-- Passage for review --

········

We All Get By With a Little Help from Our Friends
It took a human to show Nina how to care for her new son.
By Natasha Tworoski
When humans prepare to have their first baby, it can be a nerve-wracking time filled with uncertainty. Fortunately, there are countless resources that help us prepare: classes, books, websites and most importantly, tips from family and friends. It turns out that there’s a learning curve for chimpanzees raising their first babies, too! A young chimp named Nina recently had to rely on a little help from her sanctuary caregivers to help her through this major life event.
In the wild, chimpanzee social groups are comprised of multiple males and females. Since the Jane Goodall Institute – South Africa’s Chimpanzee Sanctuary, also known as Chimp Eden, has already rescued as many orphaned chimpanzees as they have space for, allowing them to breed would eventually make the wildlife center pretty crowded. To prevent this, but also to allow the chimpanzees to live in normal social groups with males and females together, the female chimpanzees at the sanctuary receive a contraceptive implant – the same kind human women use!

········

-- Excerpted data --
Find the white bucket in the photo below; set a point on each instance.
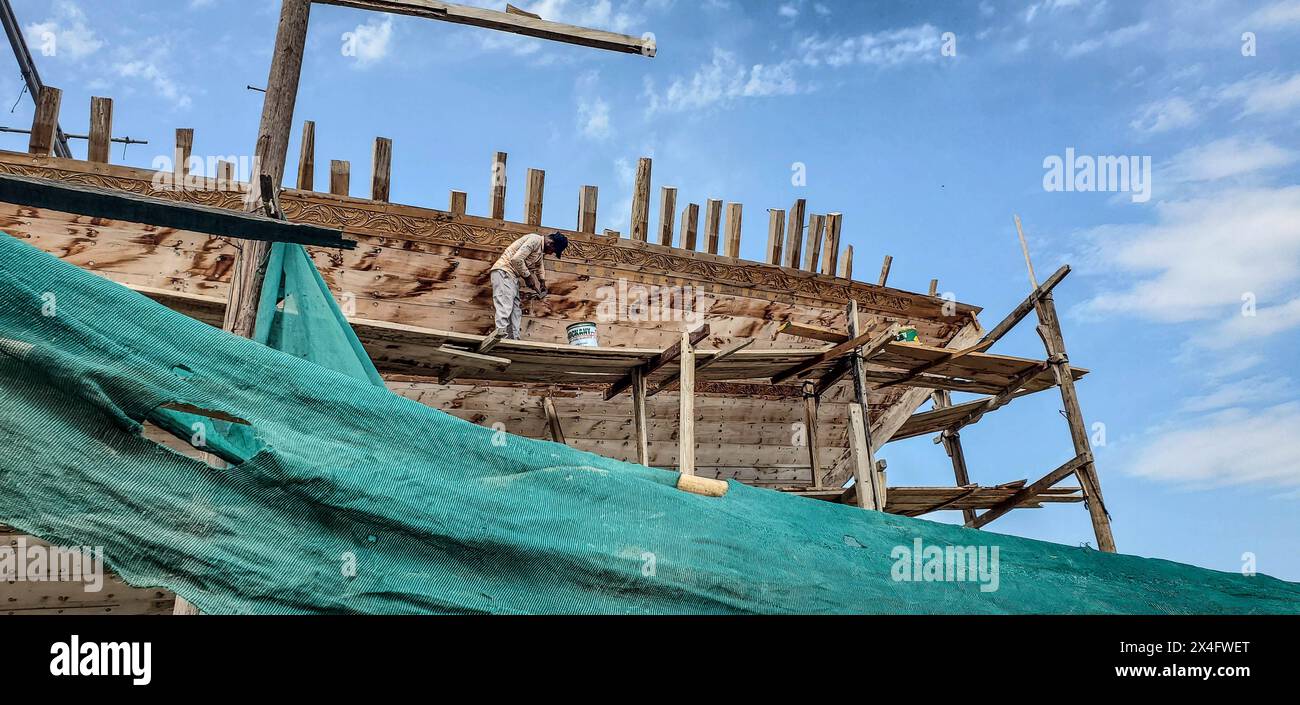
(583, 334)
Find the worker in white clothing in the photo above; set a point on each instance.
(521, 262)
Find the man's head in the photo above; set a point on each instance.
(555, 245)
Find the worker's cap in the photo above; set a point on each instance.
(559, 242)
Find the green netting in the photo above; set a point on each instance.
(360, 501)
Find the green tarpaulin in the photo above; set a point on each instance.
(354, 500)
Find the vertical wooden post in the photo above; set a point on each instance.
(775, 234)
(687, 425)
(533, 197)
(100, 129)
(638, 416)
(307, 158)
(831, 250)
(713, 224)
(733, 223)
(859, 422)
(183, 148)
(813, 255)
(952, 441)
(641, 202)
(586, 203)
(269, 154)
(690, 226)
(1049, 329)
(458, 203)
(44, 122)
(810, 403)
(667, 212)
(794, 234)
(497, 210)
(339, 177)
(381, 169)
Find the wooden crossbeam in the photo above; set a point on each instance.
(112, 204)
(514, 22)
(1030, 492)
(654, 364)
(869, 342)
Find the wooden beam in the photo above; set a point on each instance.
(690, 228)
(339, 177)
(884, 271)
(44, 121)
(1030, 492)
(810, 402)
(641, 200)
(817, 225)
(775, 234)
(655, 363)
(687, 420)
(515, 22)
(183, 150)
(115, 204)
(667, 212)
(869, 342)
(831, 249)
(533, 197)
(100, 129)
(381, 169)
(269, 152)
(713, 224)
(586, 206)
(497, 210)
(553, 420)
(638, 416)
(794, 234)
(307, 158)
(733, 225)
(458, 203)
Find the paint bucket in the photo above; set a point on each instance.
(583, 334)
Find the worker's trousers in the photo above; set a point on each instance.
(506, 301)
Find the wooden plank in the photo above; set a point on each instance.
(381, 169)
(339, 177)
(307, 158)
(638, 416)
(586, 204)
(183, 150)
(775, 234)
(733, 226)
(687, 393)
(100, 129)
(831, 249)
(497, 210)
(527, 25)
(103, 203)
(640, 226)
(44, 122)
(667, 212)
(690, 226)
(533, 197)
(713, 224)
(794, 234)
(817, 226)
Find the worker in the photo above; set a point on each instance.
(521, 262)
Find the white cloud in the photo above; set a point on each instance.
(65, 34)
(369, 43)
(1203, 254)
(1235, 446)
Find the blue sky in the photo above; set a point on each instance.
(1184, 306)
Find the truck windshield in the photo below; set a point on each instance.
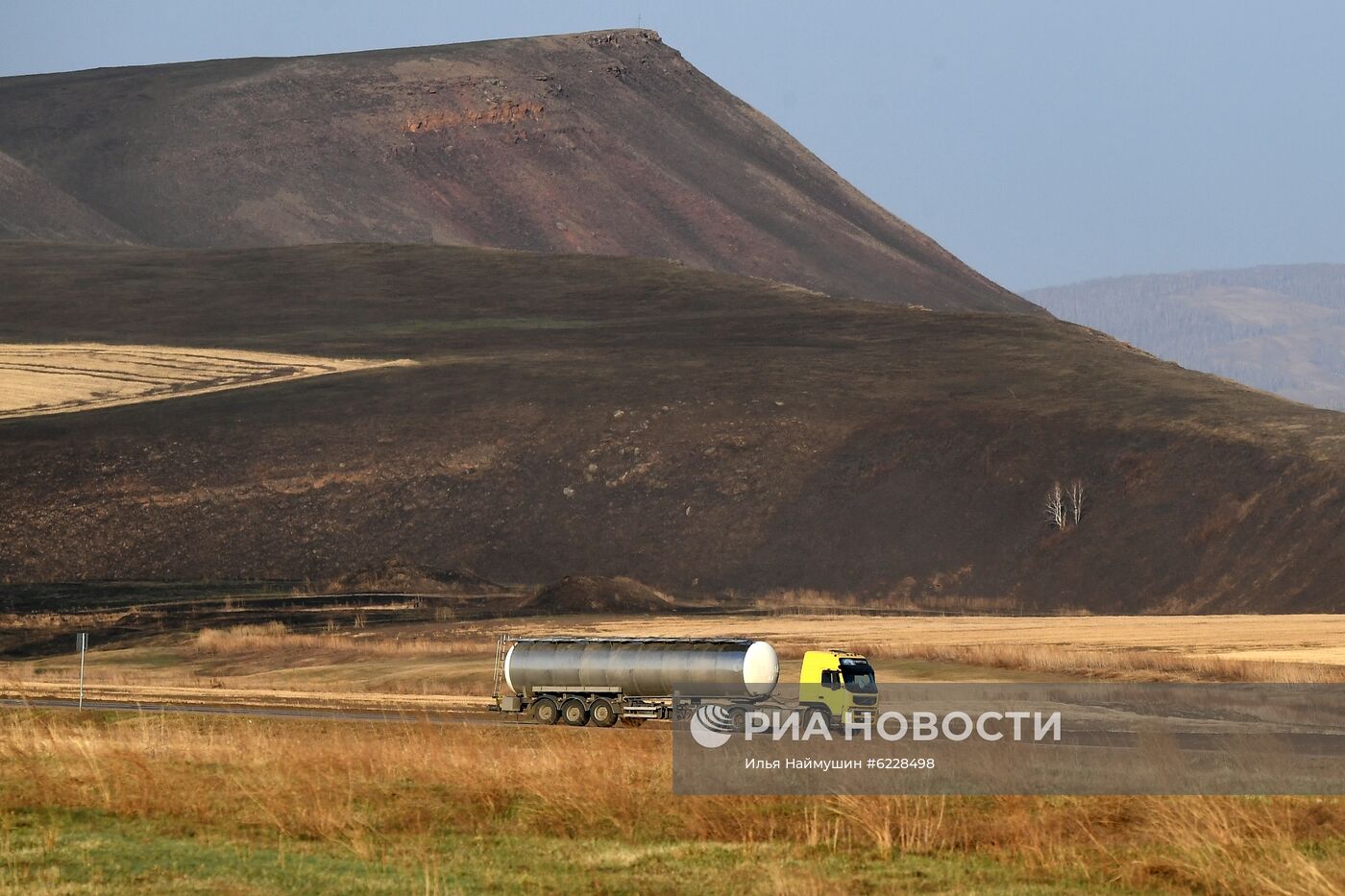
(858, 677)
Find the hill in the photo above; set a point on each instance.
(595, 143)
(578, 415)
(1280, 328)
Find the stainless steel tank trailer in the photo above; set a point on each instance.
(601, 681)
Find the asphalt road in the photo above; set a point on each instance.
(266, 712)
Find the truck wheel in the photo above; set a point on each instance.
(817, 711)
(602, 714)
(545, 711)
(574, 712)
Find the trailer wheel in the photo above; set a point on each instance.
(545, 711)
(602, 714)
(574, 712)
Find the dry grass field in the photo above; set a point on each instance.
(167, 804)
(61, 376)
(138, 801)
(447, 666)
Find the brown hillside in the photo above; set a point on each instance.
(34, 208)
(595, 143)
(575, 415)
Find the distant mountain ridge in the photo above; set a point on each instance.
(1280, 328)
(605, 143)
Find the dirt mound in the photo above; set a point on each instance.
(698, 432)
(401, 576)
(608, 144)
(599, 594)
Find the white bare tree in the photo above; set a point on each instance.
(1056, 506)
(1076, 499)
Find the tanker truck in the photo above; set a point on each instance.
(600, 681)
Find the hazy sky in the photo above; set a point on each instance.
(1039, 141)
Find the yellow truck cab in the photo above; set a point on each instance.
(837, 682)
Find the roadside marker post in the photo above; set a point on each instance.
(83, 646)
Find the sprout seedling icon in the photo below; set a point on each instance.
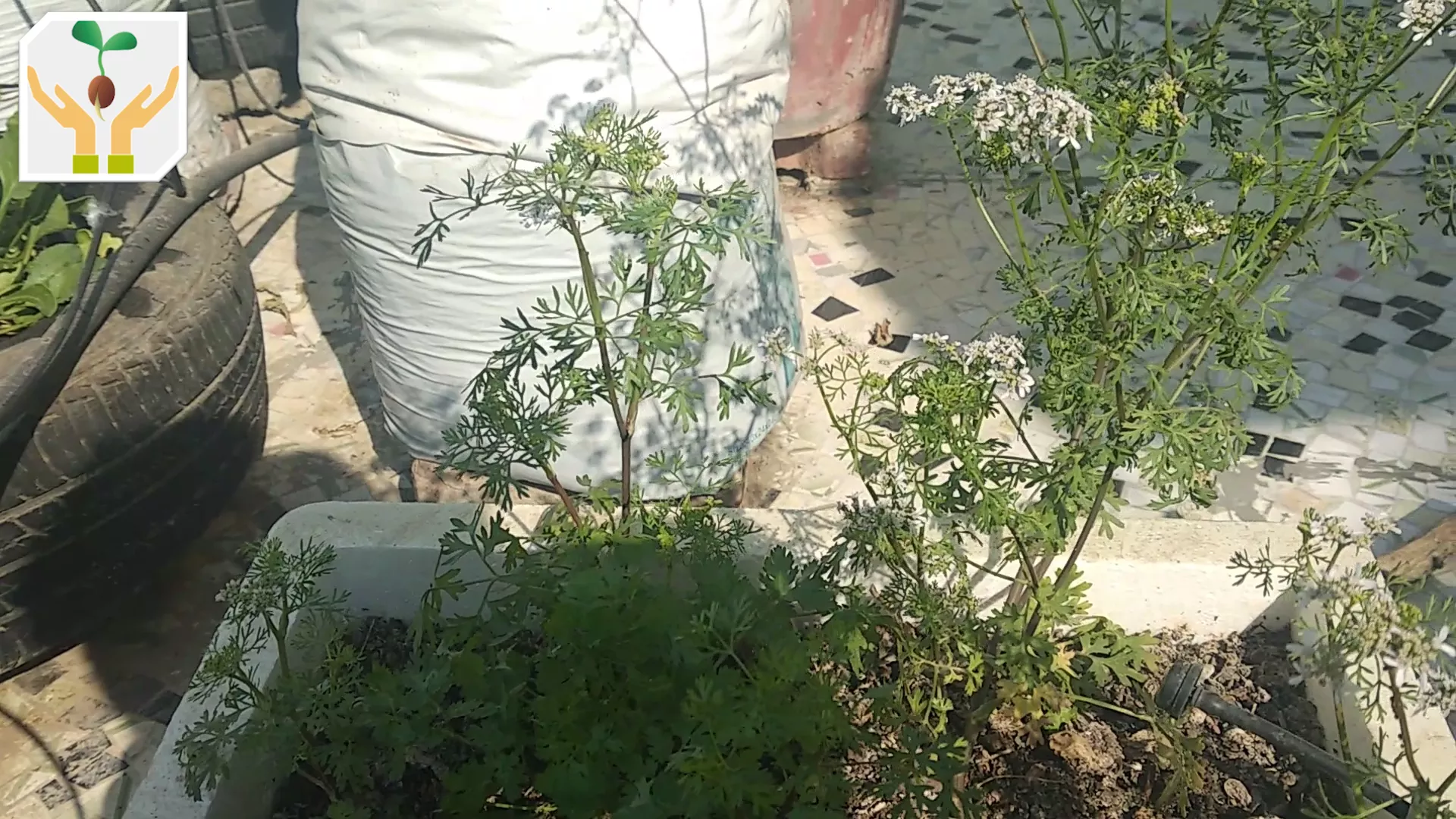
(102, 93)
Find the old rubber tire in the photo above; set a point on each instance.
(149, 441)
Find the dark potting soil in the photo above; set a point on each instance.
(1106, 767)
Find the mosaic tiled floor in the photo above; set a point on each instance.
(1372, 430)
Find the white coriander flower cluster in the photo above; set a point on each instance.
(1158, 203)
(1002, 359)
(539, 215)
(1363, 620)
(1028, 115)
(1018, 118)
(862, 516)
(1423, 18)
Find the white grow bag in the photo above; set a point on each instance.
(411, 95)
(206, 140)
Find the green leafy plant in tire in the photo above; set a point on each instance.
(41, 248)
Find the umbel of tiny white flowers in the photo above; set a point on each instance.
(1363, 620)
(1002, 359)
(1421, 17)
(1024, 115)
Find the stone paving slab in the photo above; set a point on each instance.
(1372, 430)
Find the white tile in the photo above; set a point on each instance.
(1324, 394)
(1386, 447)
(1429, 436)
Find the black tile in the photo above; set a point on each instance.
(162, 707)
(1365, 343)
(1286, 449)
(55, 795)
(832, 309)
(1429, 340)
(1411, 319)
(1274, 468)
(873, 278)
(133, 692)
(1360, 305)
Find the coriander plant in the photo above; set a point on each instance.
(1379, 642)
(610, 665)
(1147, 289)
(622, 334)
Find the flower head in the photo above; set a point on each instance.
(1002, 359)
(1012, 121)
(1423, 18)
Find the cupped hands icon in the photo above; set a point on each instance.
(73, 117)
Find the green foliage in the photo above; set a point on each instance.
(623, 334)
(89, 33)
(44, 251)
(622, 661)
(613, 676)
(1147, 292)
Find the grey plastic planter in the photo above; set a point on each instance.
(1150, 575)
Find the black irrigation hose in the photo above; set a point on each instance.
(1183, 689)
(28, 403)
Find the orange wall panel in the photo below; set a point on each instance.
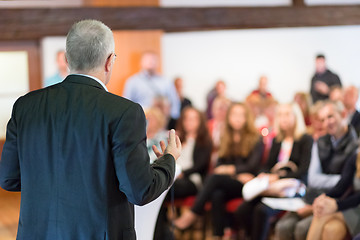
(129, 46)
(121, 3)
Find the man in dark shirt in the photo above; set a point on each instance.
(322, 80)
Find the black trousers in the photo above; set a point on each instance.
(254, 217)
(218, 189)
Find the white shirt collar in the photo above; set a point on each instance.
(96, 79)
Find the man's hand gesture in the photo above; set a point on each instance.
(173, 148)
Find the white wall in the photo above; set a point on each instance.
(49, 48)
(14, 82)
(331, 2)
(285, 55)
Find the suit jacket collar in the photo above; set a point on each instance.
(79, 79)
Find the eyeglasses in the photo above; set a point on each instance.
(115, 56)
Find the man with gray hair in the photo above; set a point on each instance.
(329, 155)
(78, 153)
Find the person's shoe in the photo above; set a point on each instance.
(185, 221)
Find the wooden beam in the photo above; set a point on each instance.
(298, 3)
(25, 24)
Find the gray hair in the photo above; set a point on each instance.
(88, 44)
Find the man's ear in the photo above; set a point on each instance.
(109, 62)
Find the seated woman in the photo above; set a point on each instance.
(288, 160)
(239, 161)
(155, 130)
(337, 214)
(194, 161)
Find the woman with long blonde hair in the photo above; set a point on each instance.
(240, 154)
(285, 168)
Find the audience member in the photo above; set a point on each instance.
(185, 102)
(316, 129)
(194, 161)
(288, 160)
(216, 125)
(322, 80)
(336, 93)
(147, 85)
(302, 99)
(337, 214)
(239, 161)
(351, 95)
(262, 90)
(217, 91)
(258, 101)
(328, 158)
(155, 130)
(62, 70)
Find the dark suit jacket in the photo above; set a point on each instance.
(300, 155)
(355, 122)
(78, 155)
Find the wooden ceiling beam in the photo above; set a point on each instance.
(26, 24)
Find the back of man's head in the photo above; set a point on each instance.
(88, 44)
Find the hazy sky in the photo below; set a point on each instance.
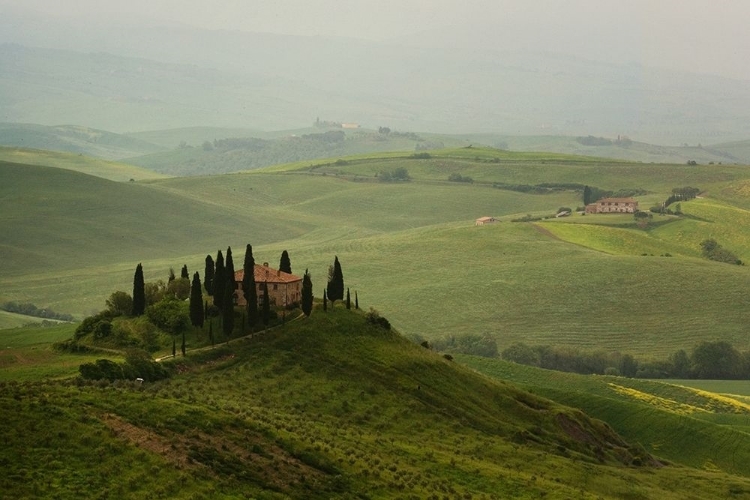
(708, 36)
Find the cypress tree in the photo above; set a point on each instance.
(139, 292)
(197, 313)
(227, 308)
(307, 298)
(335, 287)
(266, 305)
(285, 265)
(248, 287)
(208, 275)
(219, 280)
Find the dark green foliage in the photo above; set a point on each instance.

········

-- Problem to work on --
List the resources that the article about Nina the chimpanzee says help humans prepare for their first baby.

-- Answer to this problem --
- Classes
- Books
- Websites
- Tips from family and friends